Thursday, February 4th, 2010 03:42 am (UTC)
Ah, but you are forgetting all the work that goes into putting together the indecis, appendices, glossaries, tables of content (and subsection TOCs). All of which require extensive cross-referencing, marking and formatting. Even if these things seem non-interactive in paper format, they are actually quite rich in coding on the desktop publishing level.
Thursday, February 4th, 2010 03:53 am (UTC)
Wait, you *hand code* ToCs? In 2010?

The rest can be a real pain, yes. My original point was not that such work isn't needed, but that if the publishers are being honest about the price breakdown (which, as was pointed out elsethread, keeps radically changing) then it points to a radical inefficiency in their internal corporate structure.
Thursday, February 4th, 2010 03:47 am (UTC)
I've been learning about non-fiction publishing a little bit at work, at least journal-style non-fiction publishing, and the difference shocked me.

F'rinstance, did you know that more and more reputable journals--peer-review journals--are moving to a model where the author *pays* to be published? One of my doctors just submitted an article to a journal, and then discovered that it was a darned good thing she was also a subscriber (at over $250/year) because if she hadn't been, the journal would have charged her over $250 *per page* to print her article. After insisting that she turn copyright over to them.

When [livejournal.com profile] satyrblade publishes an article in Realms of Fantasy or Witches & Pagans, he gets paid for it, AND he gets to keep ownership of the rights.
Thursday, February 4th, 2010 04:39 am (UTC)
Print academic journal publishing is so obviously a racket that it's not a useful reference for discussing the market for ordinary books. I certainly hope the big academic journal publishers die out soon, because they add almost nothing to the system.
Thursday, February 4th, 2010 04:48 am (UTC)
I'm glad my field pretty much ignores journals entirely. All the action in CS is in conference publications, which have a much saner turn-around time. And even then, you just read them on a PDF. The conferences don't bother printing them anymore, and usually you just grab a copy from the author's site directly. Which means they're all edited and graphic designed by the author (unless they come from a very rich organization). Which means some could certainly be better, but it's still a working model.
Thursday, February 4th, 2010 06:36 am (UTC)
************
Task item A
Do these statements agree with the comment thread on publishing? Answer yes or no for each and quote the deciding words of the thread.
(i) The doctor had to pay over $250 per page to have her article printed.
(ii) The CS conferences still print their publications.
(iii) When satyrblade publishes an article, he keeps ownership of the rights.
Task item B
Answer these questions from the comment thread on publishing:
(i) Which field does one commenter say pretty much ignores journals?
(ii) In which two publications does satyrblade publish articles?
(iii) What has kept radically changing, as pointed out elsethread?
Task item C
Carry on the comment thread on publishing from where it stops.

Collected material
************
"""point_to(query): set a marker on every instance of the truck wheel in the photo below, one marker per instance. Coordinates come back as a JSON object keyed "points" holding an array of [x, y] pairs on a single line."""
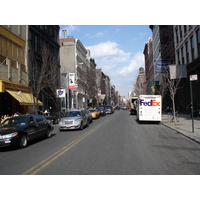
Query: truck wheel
************
Exercise response A
(i) No: "it was a darned good thing she was also a subscriber (at over $250/year)"
(ii) No: "The conferences don't bother printing them anymore"
(iii) Yes: "he gets to keep ownership of the rights"

Exercise response B
(i) CS
(ii) Realms of Fantasy and Witches & Pagans
(iii) The publishers' price breakdown

Exercise response C
"Moving to"? Pay-to-publish has been standard in the sciences for a long time. The current revolutionary new academic publishing model involves allowing authors to pay *even more* so that the general public will be able to read their article without paying $30.
Monday, February 8th, 2010 06:35 pm (UTC)
Actually, there's a sound physiological reason behind graphic design:

The human eye registers monotony when confronted with large masses of unbroken text or similar images. The human mind becomes fatigued after too much monotony. The human body experiences physical fatigue when spending large amounts of time with mental monotony. The human mind processes information more slowly and with a greater chance of error when bored and fatigued.

A well-done graphic design does more than just make pretty pictures. It also allows for higher degrees of mental processing, stimulates greater interaction between alpha and beta-wave brain activity (cf. biologist Leonard Shlain's book The Alphabet Verses the Goddess), and facilitates more interaction between the physical body and the active mind. This, in turn, promotes greater attention to, and retention of, the material involved.

BAD graphic design, on the other hand, actively causes mental and physical fatigue, either through boredom, confusion, or both.

"Aesthetics" involves more than just an emotional response (although such responses themselves are physiological in nature); when understood and properly applied, the art-science of aesthetics actively helps the human animal/ machine function more effectively.

And - as with writing - the skills, knowledge, insight and experience that separate a good graphic designer from a bad one are taught, learned and promoted in a professional environment.